<<<<
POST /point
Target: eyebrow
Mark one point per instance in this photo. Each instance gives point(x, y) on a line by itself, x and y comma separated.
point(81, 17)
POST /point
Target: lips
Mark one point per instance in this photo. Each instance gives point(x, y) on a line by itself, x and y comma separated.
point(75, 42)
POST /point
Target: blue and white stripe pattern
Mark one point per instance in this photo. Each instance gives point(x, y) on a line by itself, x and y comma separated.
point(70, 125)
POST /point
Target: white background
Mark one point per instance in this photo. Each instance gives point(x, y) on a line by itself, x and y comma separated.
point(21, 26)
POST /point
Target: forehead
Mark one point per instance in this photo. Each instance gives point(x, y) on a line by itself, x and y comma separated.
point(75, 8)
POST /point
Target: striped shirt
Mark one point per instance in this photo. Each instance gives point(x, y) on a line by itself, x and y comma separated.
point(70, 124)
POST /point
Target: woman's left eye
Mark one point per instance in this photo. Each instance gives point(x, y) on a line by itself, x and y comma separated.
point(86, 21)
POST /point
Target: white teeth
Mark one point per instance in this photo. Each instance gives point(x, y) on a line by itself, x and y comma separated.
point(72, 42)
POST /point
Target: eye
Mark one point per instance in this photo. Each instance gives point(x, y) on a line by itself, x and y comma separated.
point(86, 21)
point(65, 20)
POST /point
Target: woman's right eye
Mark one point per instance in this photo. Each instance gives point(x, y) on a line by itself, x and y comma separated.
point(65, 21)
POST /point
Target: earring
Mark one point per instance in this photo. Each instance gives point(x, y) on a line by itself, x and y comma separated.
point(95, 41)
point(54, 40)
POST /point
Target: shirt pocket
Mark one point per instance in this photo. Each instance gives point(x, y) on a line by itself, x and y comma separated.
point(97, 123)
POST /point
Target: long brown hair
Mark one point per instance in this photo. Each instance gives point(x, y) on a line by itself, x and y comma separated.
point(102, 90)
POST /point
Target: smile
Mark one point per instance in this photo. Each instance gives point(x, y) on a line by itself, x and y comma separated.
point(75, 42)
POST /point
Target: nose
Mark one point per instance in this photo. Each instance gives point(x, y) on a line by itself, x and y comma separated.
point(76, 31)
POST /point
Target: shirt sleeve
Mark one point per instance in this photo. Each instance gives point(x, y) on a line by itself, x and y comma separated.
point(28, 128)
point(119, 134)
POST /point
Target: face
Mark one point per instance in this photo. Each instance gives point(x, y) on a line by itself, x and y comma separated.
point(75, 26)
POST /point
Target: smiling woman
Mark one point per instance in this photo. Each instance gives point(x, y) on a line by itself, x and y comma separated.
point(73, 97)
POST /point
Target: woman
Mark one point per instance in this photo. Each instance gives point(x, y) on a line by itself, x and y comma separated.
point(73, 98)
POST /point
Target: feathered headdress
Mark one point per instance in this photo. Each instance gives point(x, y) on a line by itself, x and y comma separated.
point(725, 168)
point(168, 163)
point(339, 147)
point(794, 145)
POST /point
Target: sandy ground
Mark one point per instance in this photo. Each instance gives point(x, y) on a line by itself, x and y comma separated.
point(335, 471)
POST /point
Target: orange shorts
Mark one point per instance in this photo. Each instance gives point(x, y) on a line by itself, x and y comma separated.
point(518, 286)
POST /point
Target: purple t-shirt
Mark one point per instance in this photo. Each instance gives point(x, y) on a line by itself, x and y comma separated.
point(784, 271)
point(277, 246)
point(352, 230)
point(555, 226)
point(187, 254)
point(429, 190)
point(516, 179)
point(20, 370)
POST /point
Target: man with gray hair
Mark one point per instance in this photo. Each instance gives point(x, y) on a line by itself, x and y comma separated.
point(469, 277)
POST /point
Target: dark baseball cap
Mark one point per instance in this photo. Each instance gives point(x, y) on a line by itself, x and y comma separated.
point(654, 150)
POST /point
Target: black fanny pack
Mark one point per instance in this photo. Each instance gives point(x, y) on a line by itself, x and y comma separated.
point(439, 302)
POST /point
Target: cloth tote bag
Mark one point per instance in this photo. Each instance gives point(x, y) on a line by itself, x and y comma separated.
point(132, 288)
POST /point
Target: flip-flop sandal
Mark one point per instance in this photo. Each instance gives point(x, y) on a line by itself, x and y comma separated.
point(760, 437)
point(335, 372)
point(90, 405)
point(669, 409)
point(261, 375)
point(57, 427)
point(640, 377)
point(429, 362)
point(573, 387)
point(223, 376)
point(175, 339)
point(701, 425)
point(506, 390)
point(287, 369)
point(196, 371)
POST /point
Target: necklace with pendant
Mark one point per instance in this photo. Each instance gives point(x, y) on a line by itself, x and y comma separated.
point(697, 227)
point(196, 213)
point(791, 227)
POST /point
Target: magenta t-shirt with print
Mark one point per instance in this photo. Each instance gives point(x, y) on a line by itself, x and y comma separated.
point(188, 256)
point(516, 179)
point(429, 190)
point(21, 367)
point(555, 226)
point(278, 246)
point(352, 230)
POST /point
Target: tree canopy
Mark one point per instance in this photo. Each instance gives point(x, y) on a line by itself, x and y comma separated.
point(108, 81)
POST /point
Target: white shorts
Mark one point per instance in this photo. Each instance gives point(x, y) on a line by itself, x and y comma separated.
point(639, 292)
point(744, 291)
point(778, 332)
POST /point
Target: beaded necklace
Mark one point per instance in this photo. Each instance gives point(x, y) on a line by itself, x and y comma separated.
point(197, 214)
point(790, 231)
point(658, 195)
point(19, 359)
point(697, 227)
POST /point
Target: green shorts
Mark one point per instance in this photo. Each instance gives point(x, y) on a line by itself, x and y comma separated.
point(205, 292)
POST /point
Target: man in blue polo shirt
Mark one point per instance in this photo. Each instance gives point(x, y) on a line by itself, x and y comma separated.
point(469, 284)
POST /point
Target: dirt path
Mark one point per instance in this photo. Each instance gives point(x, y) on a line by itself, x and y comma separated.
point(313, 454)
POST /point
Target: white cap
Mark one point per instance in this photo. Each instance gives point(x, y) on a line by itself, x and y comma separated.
>>>>
In the listing above, find the line with "Target: striped shirt" and the line with "Target: face"; set down exactly those two lines and every line between them, nothing more.

Target: striped shirt
Mark one point per instance in this photo. Each instance gives point(x, y) on a line by itself, x and y comma separated.
point(70, 124)
POST /point
Target: woman's left eye
Mark one point per instance in this photo. Each instance gives point(x, y) on a line by itself, x and y comma separated.
point(86, 21)
POST /point
Target: white teeth
Mark one point per instance in this photo. Each instance gives point(x, y) on a line by itself, x and y comma separated.
point(72, 42)
POST /point
Target: eye
Mark one point per instance in this photo. Each instance gives point(x, y) on a line by itself, x and y comma separated.
point(86, 21)
point(65, 20)
POST /point
Target: woman's right eye
Mark one point per instance in this photo. Each instance gives point(x, y) on a line by itself, x and y comma separated.
point(65, 21)
POST /point
Target: earring
Mark one point per instance in this photo. Each instance gives point(x, y) on a line by itself, x and y comma separated.
point(95, 41)
point(54, 40)
POST /point
Target: shirt pocket
Mark one point per instance in this photo. Each instance gives point(x, y) on a line by itself, x and y comma separated.
point(97, 123)
POST /point
Target: long brown hair
Mark one point per instance in this photo. Each instance gives point(x, y) on a line by itself, x and y comma separated.
point(102, 90)
POST /point
Target: smile
Mark one point per instance in this photo. Each instance gives point(x, y) on a line by itself, x and y comma separated.
point(75, 42)
POST /point
Target: nose
Mark one point per instance in this photo. Each instance gives point(x, y) on a line by itself, x and y comma separated.
point(76, 31)
POST /point
Target: shirt sleeve
Mark one point per instance in this photo. Each instance gives point(x, y) on a line by itself, x and y comma separated.
point(28, 128)
point(119, 134)
POST /point
Target: face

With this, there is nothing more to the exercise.